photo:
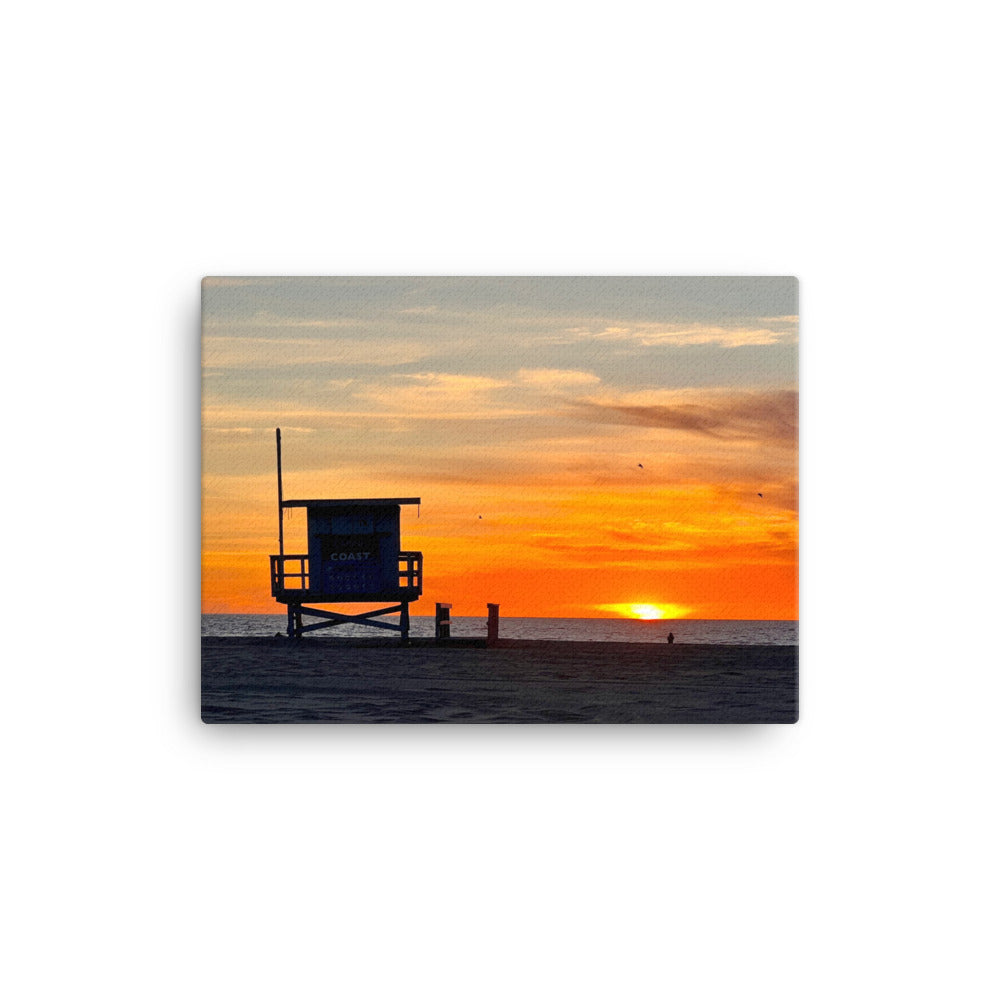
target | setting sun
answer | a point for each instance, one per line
(648, 612)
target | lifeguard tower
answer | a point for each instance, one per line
(353, 556)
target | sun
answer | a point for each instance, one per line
(647, 612)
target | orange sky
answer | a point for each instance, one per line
(580, 446)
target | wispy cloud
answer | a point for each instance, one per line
(254, 353)
(778, 330)
(556, 378)
(769, 415)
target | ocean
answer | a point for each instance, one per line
(685, 630)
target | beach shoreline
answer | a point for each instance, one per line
(381, 680)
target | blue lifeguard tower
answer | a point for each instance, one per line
(353, 556)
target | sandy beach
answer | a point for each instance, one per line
(273, 680)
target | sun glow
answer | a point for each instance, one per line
(647, 612)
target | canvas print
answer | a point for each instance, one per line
(500, 500)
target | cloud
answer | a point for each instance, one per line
(255, 353)
(768, 415)
(556, 378)
(779, 329)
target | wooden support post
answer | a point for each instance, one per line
(442, 621)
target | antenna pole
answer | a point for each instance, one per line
(281, 509)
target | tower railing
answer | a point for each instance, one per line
(291, 572)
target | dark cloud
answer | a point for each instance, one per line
(770, 416)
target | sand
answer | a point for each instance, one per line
(273, 680)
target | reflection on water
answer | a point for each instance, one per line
(685, 630)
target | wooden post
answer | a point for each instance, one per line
(281, 514)
(442, 621)
(404, 622)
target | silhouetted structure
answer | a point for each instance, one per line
(353, 556)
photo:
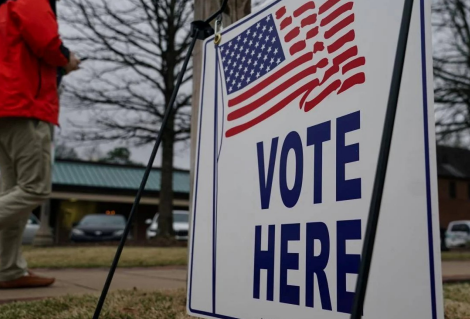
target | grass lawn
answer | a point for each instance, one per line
(94, 257)
(167, 305)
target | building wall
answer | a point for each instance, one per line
(457, 208)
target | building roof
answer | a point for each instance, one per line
(110, 176)
(453, 162)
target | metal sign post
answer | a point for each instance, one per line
(381, 172)
(200, 31)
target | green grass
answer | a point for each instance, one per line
(136, 304)
(95, 257)
(457, 301)
(455, 255)
(132, 304)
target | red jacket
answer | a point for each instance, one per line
(30, 53)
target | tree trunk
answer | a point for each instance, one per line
(236, 10)
(165, 220)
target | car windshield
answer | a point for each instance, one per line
(180, 218)
(103, 221)
(461, 228)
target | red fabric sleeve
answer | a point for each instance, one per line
(39, 29)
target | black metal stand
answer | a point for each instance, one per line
(374, 211)
(200, 30)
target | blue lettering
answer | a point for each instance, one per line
(293, 142)
(265, 186)
(346, 189)
(316, 135)
(316, 265)
(264, 260)
(347, 264)
(287, 293)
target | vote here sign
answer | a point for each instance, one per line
(291, 116)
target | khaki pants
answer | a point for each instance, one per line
(25, 167)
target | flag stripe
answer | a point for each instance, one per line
(344, 8)
(269, 96)
(318, 47)
(292, 34)
(338, 44)
(356, 79)
(308, 6)
(327, 5)
(299, 46)
(354, 64)
(346, 55)
(340, 26)
(312, 33)
(273, 110)
(263, 84)
(323, 95)
(311, 19)
(329, 73)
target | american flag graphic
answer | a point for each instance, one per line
(307, 54)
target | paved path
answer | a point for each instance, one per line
(80, 281)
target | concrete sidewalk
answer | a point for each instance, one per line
(81, 281)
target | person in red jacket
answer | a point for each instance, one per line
(31, 52)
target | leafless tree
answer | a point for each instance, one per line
(451, 22)
(134, 49)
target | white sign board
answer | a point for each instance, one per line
(291, 117)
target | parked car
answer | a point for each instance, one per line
(30, 230)
(458, 234)
(180, 225)
(98, 228)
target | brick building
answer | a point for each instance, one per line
(453, 168)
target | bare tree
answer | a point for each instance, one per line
(135, 49)
(451, 20)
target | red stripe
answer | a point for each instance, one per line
(348, 37)
(356, 79)
(346, 55)
(269, 96)
(315, 83)
(292, 34)
(340, 26)
(276, 108)
(345, 7)
(286, 22)
(311, 19)
(329, 73)
(299, 46)
(246, 95)
(312, 33)
(354, 64)
(327, 6)
(304, 8)
(280, 13)
(318, 47)
(323, 95)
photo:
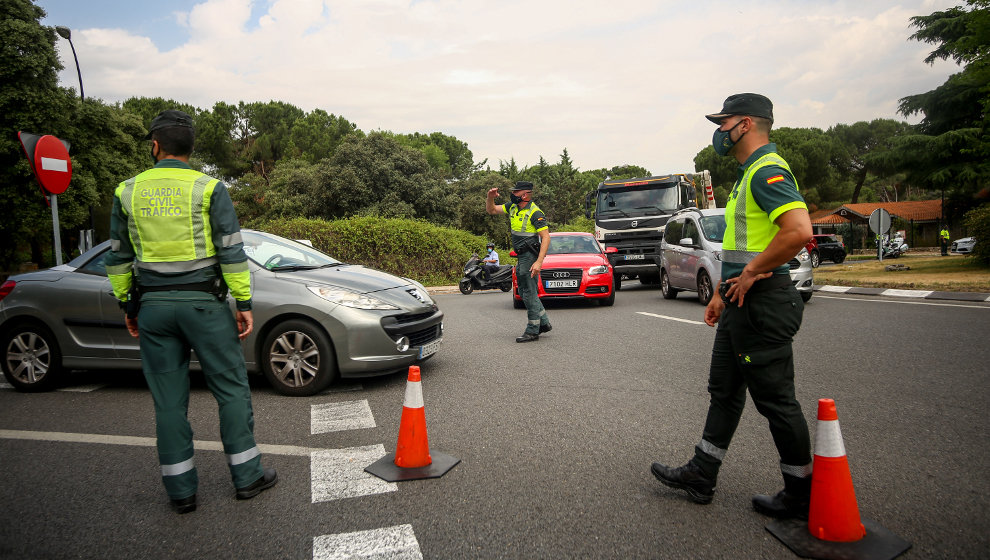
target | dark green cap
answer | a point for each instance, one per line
(746, 104)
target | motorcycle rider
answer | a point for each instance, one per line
(491, 261)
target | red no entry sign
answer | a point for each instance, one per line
(50, 161)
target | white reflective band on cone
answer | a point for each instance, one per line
(828, 439)
(414, 395)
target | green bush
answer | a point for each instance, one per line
(415, 249)
(978, 225)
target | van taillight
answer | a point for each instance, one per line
(7, 287)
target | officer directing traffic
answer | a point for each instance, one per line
(175, 248)
(530, 239)
(758, 313)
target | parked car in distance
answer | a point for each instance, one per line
(963, 246)
(825, 247)
(690, 256)
(575, 268)
(315, 319)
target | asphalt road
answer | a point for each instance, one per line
(555, 439)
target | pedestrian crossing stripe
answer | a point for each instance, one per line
(392, 543)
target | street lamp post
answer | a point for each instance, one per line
(86, 241)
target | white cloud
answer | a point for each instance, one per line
(620, 82)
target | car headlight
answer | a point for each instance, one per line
(349, 298)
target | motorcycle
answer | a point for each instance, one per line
(477, 278)
(894, 247)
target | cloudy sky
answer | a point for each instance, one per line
(623, 81)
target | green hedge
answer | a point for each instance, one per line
(415, 249)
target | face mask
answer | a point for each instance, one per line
(722, 140)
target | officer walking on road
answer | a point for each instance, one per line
(530, 239)
(175, 248)
(758, 314)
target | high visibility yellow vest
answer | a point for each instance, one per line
(748, 228)
(169, 218)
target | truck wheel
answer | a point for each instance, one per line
(705, 290)
(665, 288)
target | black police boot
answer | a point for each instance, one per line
(790, 503)
(689, 478)
(183, 505)
(267, 480)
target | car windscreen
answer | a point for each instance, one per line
(638, 201)
(713, 228)
(568, 244)
(277, 253)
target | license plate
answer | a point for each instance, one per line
(429, 348)
(562, 283)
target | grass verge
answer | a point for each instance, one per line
(954, 273)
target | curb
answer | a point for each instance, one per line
(915, 294)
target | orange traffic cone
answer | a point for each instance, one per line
(834, 529)
(834, 514)
(413, 459)
(413, 447)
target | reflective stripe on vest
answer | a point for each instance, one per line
(748, 228)
(519, 222)
(169, 223)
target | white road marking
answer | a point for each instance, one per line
(339, 473)
(340, 416)
(66, 437)
(671, 318)
(391, 543)
(870, 299)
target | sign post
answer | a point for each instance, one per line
(880, 224)
(52, 166)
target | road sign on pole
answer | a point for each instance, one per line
(50, 162)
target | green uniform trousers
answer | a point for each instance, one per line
(171, 323)
(753, 350)
(535, 313)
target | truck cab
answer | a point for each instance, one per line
(630, 215)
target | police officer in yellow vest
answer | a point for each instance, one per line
(530, 239)
(175, 249)
(758, 314)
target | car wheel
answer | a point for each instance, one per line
(298, 358)
(665, 288)
(32, 361)
(705, 290)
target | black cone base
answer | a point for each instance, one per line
(386, 469)
(878, 544)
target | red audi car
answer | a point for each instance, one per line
(575, 267)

> Exercise: Copy out, word for word, every line of the entries from the line that contains "target | reflective stripe on vest" to the last line of the entries, including both.

> Full response:
target | reflective stripe on vest
answer | a point for each instance, one per line
(748, 228)
(519, 222)
(169, 223)
target | white road marking
answer | a point for each instance, one per line
(339, 473)
(340, 416)
(66, 437)
(671, 318)
(391, 543)
(870, 299)
target | sign post
answer | a point for each instance, one per line
(880, 224)
(52, 166)
target | road sign on pole
answer | a point for each instance, one per line
(50, 162)
target | green uniform trousers
answer | a point for each instance, one per line
(171, 323)
(753, 350)
(535, 313)
target | truck cab
answer | a point for each instance, one per line
(630, 215)
target | police officer in yellow vest
answer | a point for each instance, one per line
(530, 239)
(175, 249)
(758, 314)
target | car wheel
answer | a point for each instance, one per line
(298, 358)
(665, 288)
(32, 361)
(705, 290)
target | black cone base
answer | a point for each instance, one per line
(386, 469)
(878, 544)
target | red audi car
answer | a point for each instance, one per line
(575, 267)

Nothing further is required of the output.